DATA SUPPLIED.

(begin)

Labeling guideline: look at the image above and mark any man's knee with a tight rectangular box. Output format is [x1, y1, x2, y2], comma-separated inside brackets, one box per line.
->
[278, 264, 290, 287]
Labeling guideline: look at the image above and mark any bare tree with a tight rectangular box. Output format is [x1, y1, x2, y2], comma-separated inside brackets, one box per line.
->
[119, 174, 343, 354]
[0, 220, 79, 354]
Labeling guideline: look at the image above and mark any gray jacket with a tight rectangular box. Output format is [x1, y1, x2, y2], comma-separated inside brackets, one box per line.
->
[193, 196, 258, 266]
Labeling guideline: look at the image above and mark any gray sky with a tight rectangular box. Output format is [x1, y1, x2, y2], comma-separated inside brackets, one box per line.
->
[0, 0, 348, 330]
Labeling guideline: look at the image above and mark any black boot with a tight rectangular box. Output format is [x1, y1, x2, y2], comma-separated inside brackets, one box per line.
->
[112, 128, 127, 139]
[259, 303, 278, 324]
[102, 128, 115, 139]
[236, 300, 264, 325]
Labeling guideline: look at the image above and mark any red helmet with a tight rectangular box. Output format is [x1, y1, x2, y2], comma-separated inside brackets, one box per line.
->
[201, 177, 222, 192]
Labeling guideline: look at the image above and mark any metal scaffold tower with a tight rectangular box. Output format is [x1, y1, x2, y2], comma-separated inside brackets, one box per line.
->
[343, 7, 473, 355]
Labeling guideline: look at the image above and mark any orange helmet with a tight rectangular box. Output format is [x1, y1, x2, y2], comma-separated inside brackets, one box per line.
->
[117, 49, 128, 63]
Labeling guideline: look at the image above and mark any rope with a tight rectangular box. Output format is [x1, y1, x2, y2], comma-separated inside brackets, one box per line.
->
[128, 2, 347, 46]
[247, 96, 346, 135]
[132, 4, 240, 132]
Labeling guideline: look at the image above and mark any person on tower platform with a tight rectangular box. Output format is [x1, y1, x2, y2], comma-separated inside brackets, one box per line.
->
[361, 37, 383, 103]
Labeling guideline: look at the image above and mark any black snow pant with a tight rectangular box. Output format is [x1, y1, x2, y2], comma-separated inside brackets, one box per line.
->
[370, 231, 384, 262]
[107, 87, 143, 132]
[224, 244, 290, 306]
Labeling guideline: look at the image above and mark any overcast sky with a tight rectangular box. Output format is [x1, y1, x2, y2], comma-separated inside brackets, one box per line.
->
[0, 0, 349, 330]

(end)
(begin)

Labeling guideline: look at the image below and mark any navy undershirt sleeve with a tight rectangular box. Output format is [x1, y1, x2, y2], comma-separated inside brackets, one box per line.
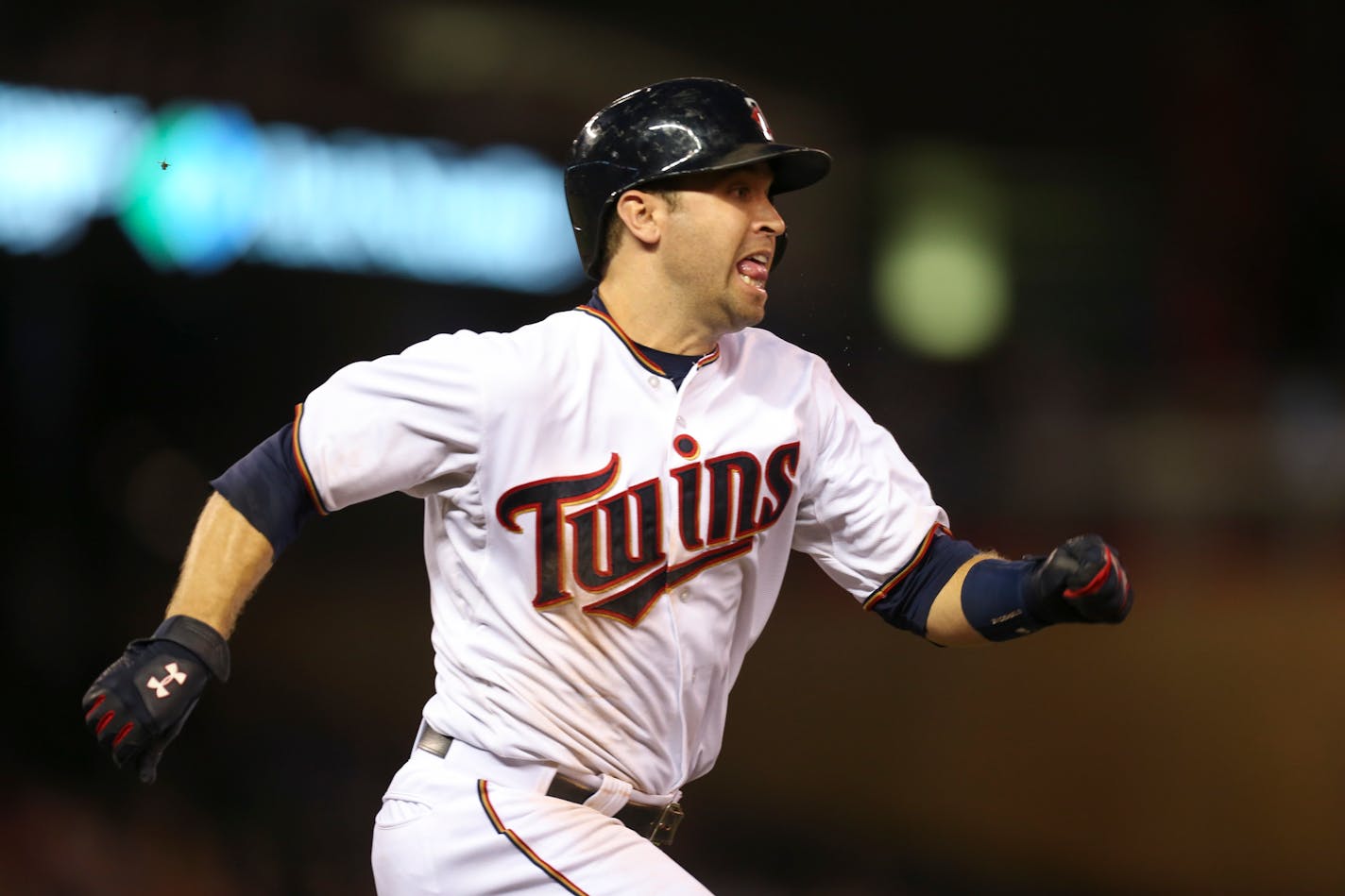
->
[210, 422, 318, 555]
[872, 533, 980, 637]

(end)

EXERCISE OBJECTIVE. Rewrite the entries as a numbered list, starting at the line that contains "Labeling guideline: look at the image above and mark any man's" and running through the line that contains "[278, 264, 290, 287]", both included. Leave out any blank lines.

CORRECT RESULT.
1. Labeling guideline: look at the image above and mark any man's knee with a tight rectangular box. Output format is [x1, y1, x2, y2], comma-separated inside brackets, one box per line.
2. ->
3. [278, 264, 290, 287]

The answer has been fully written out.